» **EXCERPT**
○ ○ ○ ○

The approach that experimental philosophers take to the free will problem relies on two claims, both true:
- Compatibilist and incompatibilist philosophers defend their theories by appealing to the intuitions of their audience.
- So, evidence about the nature and prevalence of these intuitions can have significant substantive implications about the plausibility of these theories.
In order to draw out these implications, however, the studies have to probe for the correct intuitions—namely, the ones that philosophers appeal to in their theories. Unfortunately, most studies on free will are not designed to investigate those intuitions. And this raises serious doubts about the philosophical conclusions that they wish to draw from the results.
So what are the intuitions that X-phil studies are designed to investigate? Well, with a few exceptions, they probe for intuitions about the compatibility question itself, in other words, on the conclusions of compatibilist and incompatibilist arguments. The first Nahmias et al studies offered various ways of describing determinism and then asked respondents if people could be free/MR in such a world. Nichols and Knobe did the same: they describe two universes, deterministic and indeterministic, then asked abstract, concrete, and emotionally charged questions about whether agents (or a particular agent) could be MR in the deterministic universe. Virtually all subsequent studies have followed suit—in large part perhaps because they wish to develop or respond to earlier work in the literature. When subjects give, say, compatibilist answers, the philosophers often conclude that incompatibilism is not so intuitive after all (at least under certain conditions). But in order to draw that conclusion, the intuitions that incompatibilists rely upon would have to be the ones investigated in these studies. And they’re not.
In one sense, this should be obvious. Would this be a good argument for incompatibilism?
- Intuitively, free will and MR is incompatible with determinism
- Therefore, free will and MR is incompatible with determinism.

○ ○ ○ ○

» **REQUIRED TASKS**
**a.** Repeat the passage on free will word for word, from "In one sense, this" up to and including "incompatible with determinism.".
**b.** Answer these questions using the passage on free will:
(i) To what do compatibilist and incompatibilist philosophers appeal when defending their theories?
(ii) What did the first Nahmias et al studies offer before asking respondents their question?
(iii) How many universes do Nichols and Knobe describe, and of what kinds?
The listing after the passage on free will plays no part in what is asked here.

» **STORED DATA**

○ ○ ○ ○

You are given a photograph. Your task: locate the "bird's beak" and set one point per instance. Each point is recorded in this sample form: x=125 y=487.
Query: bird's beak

○ ○ ○ ○

» **SOLUTIONS BY TASK**
**a.**
In one sense, this should be obvious. Would this be a good argument for incompatibilism?
- Intuitively, free will and MR is incompatible with determinism
- Therefore, free will and MR is incompatible with determinism.

**b.**
(i) The intuitions of their audience.
(ii) Various ways of describing determinism.
(iii) Two: one deterministic and one indeterministic.